── Verilen Metin

Bir taşla iki kuş vurmak isteyen Kışlık Sarayı hükümeti Haziran 2017'de Kerensky Taaruzu olarak bilinen saldırıyı başlattı. Bir yandan Alman ordusuna doğu cephesinden yüklenerek Almanların batı cephesinden doğuya asker sevk etmeleri ve böylece batıda zayıf kalmaları amaçlanırken, diğer yandan da Petrograd'da boş boş oturan askerleri cepheye sürerek Petrograd'da tansiyonu düşürmek isteniyordu.
Temkinli ve düşünceli tavırları ile tanınan Rus yazar Maxim Gorkij bile taaruzun ülkeye biraz düzen kazandıracağını umuyordu.
Ama kimse taaruza savaş bakanı Alexander Kerensky kadar güvenmiyordu. Bu zayıf görünümlü, ince sesli, hiç bir zaman askerlik yapmamış olan ve asıl mesleği avukatlık olan siyasetçi, yersiz ve yersiz olduğu kadar devasal bir özgüvene sahipti ve kendini Rusya'nın Napolyon'u, ülkenin kurtarıcısı ve askeri lider orak görüyor ve üniforma giymeyi çok seviyordu.

────
── Sağlanan Kayıtlar

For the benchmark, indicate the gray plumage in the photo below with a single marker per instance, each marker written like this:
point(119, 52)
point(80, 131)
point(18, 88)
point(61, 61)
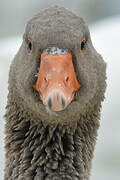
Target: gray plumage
point(60, 145)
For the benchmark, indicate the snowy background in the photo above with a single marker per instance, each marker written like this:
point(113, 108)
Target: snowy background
point(105, 33)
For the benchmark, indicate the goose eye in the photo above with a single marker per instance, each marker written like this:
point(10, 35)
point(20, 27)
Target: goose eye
point(29, 45)
point(83, 43)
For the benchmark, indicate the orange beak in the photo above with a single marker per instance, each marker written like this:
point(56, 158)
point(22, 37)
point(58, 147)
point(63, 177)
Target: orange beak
point(56, 83)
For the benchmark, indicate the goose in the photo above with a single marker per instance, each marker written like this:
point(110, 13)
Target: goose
point(56, 85)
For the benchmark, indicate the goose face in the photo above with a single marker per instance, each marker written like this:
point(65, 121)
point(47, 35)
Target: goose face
point(57, 67)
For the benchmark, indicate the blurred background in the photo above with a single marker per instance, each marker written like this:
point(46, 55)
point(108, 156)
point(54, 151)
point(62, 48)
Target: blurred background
point(103, 18)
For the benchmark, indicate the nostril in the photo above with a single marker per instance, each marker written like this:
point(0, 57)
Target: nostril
point(67, 79)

────

*Çözülecek Problemler*.
[A] Lütfen Kerensky Taarruzu metninin "Bir taşla iki" ifadesinden "düzen kazandıracağını umuyordu." ifadesine kadar olan kısmını birebir yeniden yaz.
[B] Kerensky Taarruzu metnine göre şu soruları yanıtla:
(i) Saldırıyı hangi hükümet başlattı?
(ii) Taarruzun ülkeye biraz düzen kazandıracağını uman Rus yazar kimdir?
(iii) Kerensky'nin asıl mesleği neydi?
[C] Kerensky Taarruzu metnini son cümlesinden sonra gelecek biçimde sürdür.

*Görev Sonuçları*.
[A]
Bir taşla iki kuş vurmak isteyen Kışlık Sarayı hükümeti Haziran 2017'de Kerensky Taaruzu olarak bilinen saldırıyı başlattı. Bir yandan Alman ordusuna doğu cephesinden yüklenerek Almanların batı cephesinden doğuya asker sevk etmeleri ve böylece batıda zayıf kalmaları amaçlanırken, diğer yandan da Petrograd'da boş boş oturan askerleri cepheye sürerek Petrograd'da tansiyonu düşürmek isteniyordu.
Temkinli ve düşünceli tavırları ile tanınan Rus yazar Maxim Gorkij bile taaruzun ülkeye biraz düzen kazandıracağını umuyordu.

[B]
(i) Kışlık Sarayı hükümeti
(ii) Maxim Gorkij
(iii) Avukatlık

[C]
Çar'ı deviren devrimin bir bakanı olan Kerensky'nin masasını Moskova'yı yakan Napolyon'un büstü süslemekteydi.
Kerensky taaruz başlamadan önce cepheye gitmiş, askerlere ateşli kısmen histerik nutuklar atmıştı. Nutuklarını alkışlayan askerlerin subaylar olduğunu, hatta büyük laflara karınları tok olan rütbesiz erlerin onu ciddi şekilde dinlemediklerini fark etmemiş veya etmek istememişti.
Taaruz başladığında eğitimsiz, kısmen el bombalarını pimlerini çekmeden atan ve silahları yetersiz askerlere rağmen ilk iki gün çok başarılı geçmişti. Ana saldırı noktası Lemberg'ti.
Rusya'da basın taaruzu büyük başarı olarak manşetlere taşıdı. Gazetelerin yazmadığı ise, saldıran askerlerin ‚ordu' disiplininden uzak daha çok çete gibi hareket ettikleri, emredildiği gibi marş yapmadıkları, istedikleri zaman durup dinlendikleri, sivil halka zulm, çiftçi kadınlara tecavüz ettikleri, halkın evlerini, çiftliklerini yağmaladıkları idi. Gazetelerde taaruz adeta zafer gibi kutlanırken cephenin bir bölümünde silahtan kaçan 12 bin asker sayılmıştı.
Taaruzun 3. günü Almanlar karşı saldırılarını başlattılar. Son derece disiplinli, iyi eğitilmiş subay ve astsubay şuurlu bir şekilde Rus askerlerinin üstüne çöktü. Taaruzdan önce bir Rus generali kendi ordusunda toplam 6000 kayıp olur diye tahminde bulunmuşken, taaruz sonunda Rusların kayıbı 400 bini aşacaktı.
Almanlar her gün daha da doğuya ilerlemekteydiler.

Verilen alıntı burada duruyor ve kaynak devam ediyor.